ACTION ITEM -> Below are some records; state how many of their lines contain the word "each", and add nothing.

SOURCE DATA ->

# # # #

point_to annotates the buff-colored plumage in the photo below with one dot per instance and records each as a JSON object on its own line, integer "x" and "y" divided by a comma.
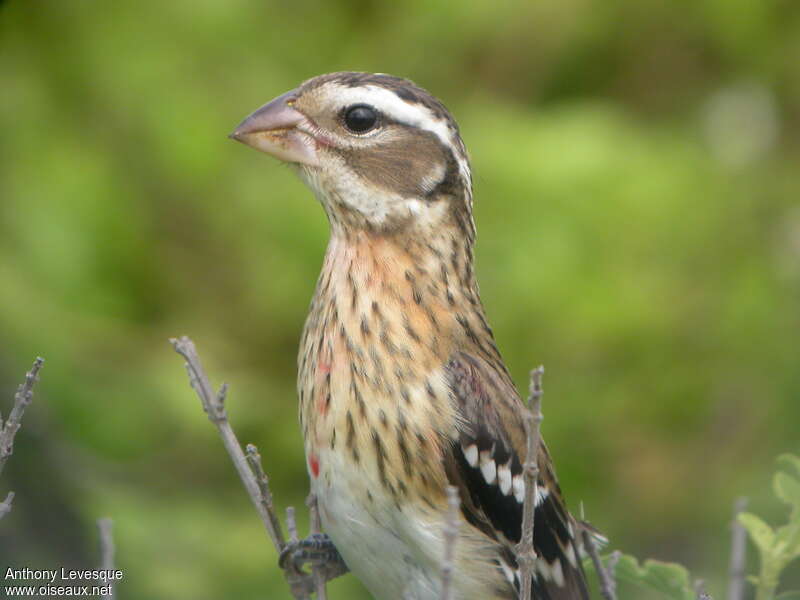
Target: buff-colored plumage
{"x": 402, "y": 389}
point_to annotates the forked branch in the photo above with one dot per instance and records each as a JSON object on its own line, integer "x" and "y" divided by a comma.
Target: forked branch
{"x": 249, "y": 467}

# # # #

ANSWER TO THIS PROBLEM -> 2